■ Records for the task
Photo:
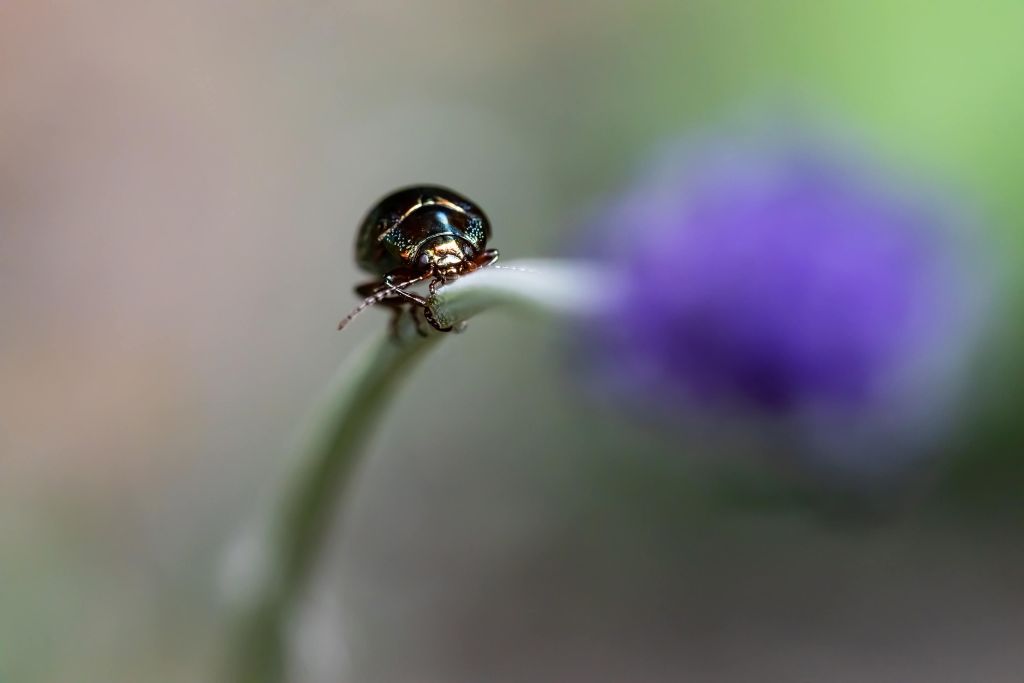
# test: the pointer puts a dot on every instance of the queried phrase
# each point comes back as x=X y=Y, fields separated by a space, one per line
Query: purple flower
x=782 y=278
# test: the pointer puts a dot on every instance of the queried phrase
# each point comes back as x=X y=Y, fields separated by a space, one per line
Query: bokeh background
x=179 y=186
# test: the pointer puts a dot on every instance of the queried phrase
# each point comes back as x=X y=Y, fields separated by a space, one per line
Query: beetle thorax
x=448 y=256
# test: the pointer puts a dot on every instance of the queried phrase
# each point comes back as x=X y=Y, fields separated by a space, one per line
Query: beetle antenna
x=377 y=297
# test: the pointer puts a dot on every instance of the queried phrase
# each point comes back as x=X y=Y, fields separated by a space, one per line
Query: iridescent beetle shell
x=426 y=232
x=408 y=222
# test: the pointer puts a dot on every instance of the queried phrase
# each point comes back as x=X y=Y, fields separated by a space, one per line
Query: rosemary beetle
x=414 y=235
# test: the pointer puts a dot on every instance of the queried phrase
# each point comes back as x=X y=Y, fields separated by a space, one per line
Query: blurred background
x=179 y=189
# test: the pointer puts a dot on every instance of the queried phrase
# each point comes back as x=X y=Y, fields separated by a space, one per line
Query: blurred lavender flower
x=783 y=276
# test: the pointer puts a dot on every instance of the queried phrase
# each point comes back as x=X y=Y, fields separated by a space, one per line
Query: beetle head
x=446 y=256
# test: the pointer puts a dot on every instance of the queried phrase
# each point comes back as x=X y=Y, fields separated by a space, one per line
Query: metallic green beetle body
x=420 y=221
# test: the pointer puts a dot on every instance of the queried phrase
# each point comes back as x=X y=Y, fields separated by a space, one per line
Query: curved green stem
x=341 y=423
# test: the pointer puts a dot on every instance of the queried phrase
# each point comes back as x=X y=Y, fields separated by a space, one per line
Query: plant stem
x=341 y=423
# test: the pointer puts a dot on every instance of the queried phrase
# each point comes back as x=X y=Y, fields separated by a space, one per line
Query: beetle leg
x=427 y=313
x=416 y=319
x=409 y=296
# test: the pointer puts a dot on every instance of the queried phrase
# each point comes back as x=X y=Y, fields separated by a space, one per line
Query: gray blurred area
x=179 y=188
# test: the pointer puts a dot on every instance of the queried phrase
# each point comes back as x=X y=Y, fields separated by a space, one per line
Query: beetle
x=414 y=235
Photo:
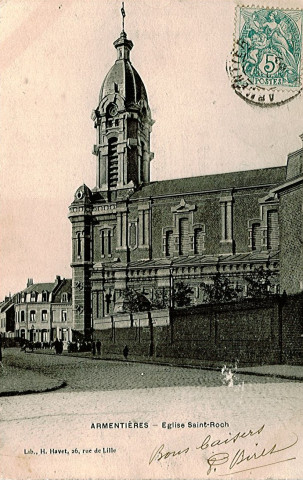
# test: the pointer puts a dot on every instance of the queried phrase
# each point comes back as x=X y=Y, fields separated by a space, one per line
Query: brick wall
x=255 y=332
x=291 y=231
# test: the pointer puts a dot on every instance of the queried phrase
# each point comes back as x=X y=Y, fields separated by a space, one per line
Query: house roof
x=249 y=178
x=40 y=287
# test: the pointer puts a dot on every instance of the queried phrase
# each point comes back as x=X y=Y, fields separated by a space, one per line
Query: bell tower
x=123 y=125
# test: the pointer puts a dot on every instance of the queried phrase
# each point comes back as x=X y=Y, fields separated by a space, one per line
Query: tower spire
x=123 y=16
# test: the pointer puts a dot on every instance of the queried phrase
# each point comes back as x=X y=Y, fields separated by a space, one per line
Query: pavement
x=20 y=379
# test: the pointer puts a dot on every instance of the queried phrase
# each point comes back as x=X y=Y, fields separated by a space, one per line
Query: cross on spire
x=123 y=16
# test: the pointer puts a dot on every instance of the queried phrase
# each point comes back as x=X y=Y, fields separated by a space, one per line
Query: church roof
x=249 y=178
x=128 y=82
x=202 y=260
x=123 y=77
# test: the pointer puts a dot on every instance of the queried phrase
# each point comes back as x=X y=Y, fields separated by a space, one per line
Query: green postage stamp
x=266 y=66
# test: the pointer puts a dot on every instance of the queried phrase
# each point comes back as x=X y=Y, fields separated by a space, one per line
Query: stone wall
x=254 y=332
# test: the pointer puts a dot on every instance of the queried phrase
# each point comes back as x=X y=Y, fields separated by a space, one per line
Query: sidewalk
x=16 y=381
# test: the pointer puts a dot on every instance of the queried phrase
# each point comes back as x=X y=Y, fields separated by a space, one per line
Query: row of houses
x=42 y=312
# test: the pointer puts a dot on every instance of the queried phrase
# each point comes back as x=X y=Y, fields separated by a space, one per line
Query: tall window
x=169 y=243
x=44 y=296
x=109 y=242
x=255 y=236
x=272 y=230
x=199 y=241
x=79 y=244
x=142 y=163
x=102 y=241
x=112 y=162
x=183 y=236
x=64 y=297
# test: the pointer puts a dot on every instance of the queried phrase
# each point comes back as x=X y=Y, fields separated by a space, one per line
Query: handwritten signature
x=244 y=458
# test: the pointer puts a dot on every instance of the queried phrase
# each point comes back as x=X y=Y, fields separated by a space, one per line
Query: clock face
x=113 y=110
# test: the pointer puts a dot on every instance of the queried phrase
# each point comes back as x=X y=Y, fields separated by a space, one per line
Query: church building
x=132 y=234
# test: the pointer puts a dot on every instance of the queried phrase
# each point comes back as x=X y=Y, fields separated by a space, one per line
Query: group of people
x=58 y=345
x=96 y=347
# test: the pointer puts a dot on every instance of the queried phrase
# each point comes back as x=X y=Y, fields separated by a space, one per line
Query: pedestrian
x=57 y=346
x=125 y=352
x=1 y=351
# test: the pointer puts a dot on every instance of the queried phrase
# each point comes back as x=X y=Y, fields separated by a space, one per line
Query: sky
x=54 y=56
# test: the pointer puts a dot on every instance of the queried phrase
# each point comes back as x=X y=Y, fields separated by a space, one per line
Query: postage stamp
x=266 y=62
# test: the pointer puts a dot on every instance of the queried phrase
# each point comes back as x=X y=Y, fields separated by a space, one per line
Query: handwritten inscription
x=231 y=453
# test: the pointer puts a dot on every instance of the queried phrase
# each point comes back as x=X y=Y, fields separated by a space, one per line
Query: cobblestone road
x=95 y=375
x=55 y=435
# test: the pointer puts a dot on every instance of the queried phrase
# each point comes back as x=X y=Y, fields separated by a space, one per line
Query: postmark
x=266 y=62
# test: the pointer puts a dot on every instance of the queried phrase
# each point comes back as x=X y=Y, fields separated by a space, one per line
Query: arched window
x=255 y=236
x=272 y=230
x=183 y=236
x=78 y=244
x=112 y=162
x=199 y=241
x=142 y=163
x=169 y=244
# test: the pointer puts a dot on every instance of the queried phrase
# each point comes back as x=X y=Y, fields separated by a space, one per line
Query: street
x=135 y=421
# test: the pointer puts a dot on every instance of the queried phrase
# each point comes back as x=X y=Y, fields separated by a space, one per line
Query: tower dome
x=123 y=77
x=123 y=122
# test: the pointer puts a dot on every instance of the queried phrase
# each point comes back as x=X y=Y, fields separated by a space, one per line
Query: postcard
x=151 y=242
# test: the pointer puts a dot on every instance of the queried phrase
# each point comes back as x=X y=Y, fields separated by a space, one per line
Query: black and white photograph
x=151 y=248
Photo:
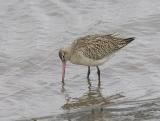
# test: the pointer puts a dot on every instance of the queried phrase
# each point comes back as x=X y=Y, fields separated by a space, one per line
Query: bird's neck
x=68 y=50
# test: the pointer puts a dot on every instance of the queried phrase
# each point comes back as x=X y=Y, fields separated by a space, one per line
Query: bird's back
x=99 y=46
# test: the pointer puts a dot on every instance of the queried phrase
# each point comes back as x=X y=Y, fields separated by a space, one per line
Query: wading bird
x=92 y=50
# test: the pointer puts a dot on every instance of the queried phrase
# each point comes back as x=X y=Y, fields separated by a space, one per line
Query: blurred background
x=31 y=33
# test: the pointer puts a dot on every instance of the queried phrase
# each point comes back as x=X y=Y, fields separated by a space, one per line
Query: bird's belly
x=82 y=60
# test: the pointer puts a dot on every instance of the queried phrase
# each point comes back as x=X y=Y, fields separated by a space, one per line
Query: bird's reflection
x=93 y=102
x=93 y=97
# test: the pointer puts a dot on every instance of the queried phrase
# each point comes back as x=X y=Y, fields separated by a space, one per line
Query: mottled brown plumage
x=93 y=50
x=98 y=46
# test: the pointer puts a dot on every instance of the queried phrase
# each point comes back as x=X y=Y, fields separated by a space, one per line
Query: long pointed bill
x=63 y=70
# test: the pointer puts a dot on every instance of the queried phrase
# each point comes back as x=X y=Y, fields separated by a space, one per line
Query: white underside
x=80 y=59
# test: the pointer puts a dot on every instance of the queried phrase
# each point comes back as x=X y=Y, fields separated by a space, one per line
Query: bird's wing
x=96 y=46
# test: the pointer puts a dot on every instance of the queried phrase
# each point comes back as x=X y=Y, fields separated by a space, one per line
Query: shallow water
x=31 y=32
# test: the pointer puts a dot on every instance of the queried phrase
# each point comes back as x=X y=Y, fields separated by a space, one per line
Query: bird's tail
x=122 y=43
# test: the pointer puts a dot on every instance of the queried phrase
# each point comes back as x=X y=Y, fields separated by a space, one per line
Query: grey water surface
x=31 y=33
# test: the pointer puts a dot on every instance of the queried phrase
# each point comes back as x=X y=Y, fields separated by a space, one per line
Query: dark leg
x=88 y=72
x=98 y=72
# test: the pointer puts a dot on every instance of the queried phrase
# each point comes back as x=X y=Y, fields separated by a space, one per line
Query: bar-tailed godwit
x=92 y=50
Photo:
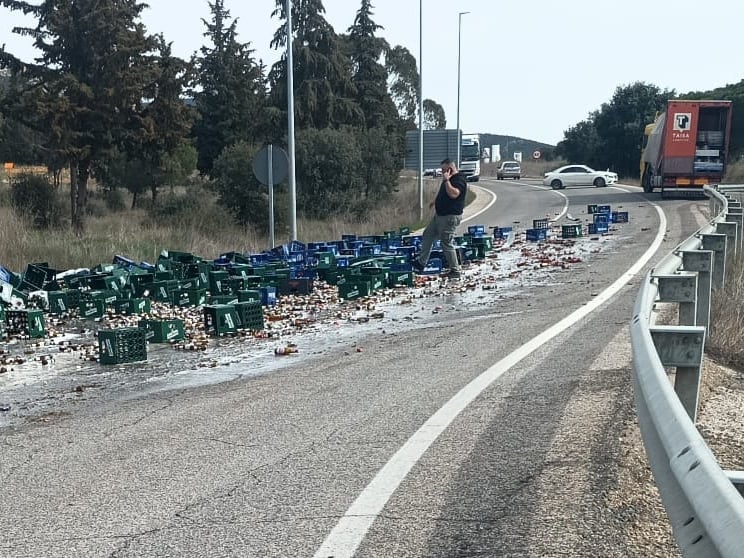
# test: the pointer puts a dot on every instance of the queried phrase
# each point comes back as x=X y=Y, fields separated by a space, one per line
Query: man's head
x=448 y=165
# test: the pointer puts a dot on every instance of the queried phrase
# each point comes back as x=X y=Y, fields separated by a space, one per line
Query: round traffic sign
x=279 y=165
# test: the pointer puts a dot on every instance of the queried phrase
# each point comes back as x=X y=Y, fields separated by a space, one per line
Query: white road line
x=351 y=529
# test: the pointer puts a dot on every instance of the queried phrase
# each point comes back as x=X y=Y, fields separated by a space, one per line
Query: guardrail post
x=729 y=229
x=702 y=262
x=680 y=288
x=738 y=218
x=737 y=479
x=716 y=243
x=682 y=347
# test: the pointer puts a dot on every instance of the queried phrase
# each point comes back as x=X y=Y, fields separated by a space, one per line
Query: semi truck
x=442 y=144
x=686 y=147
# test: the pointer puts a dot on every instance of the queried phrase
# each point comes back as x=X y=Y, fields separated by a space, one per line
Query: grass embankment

■ What to produce
Copy everything from the start of the records down to the line containing "x=377 y=297", including both ends. Leave the pictures out.

■ In response
Photo:
# test: the pointer puts a dot on every instance of the queried phrase
# each point comes back as x=X y=Y, fields separated by a space, one per line
Query: purple flower
x=782 y=278
# test: the pointer puts a dot on every instance of the queried phrase
# each point comes back as x=X y=Y, fields separated by a space, one per line
Query: bokeh background
x=179 y=186
# test: the pointer puts a dot on every instance of the queried phrase
# each point comes back as x=X y=Y, fields separated by a space, one per line
Query: beetle thorax
x=448 y=256
# test: the pointer puts a dot on every instance of the queried phrase
# each point comes back as x=X y=Y, fields separated by a space, one per line
Query: beetle antenna
x=377 y=297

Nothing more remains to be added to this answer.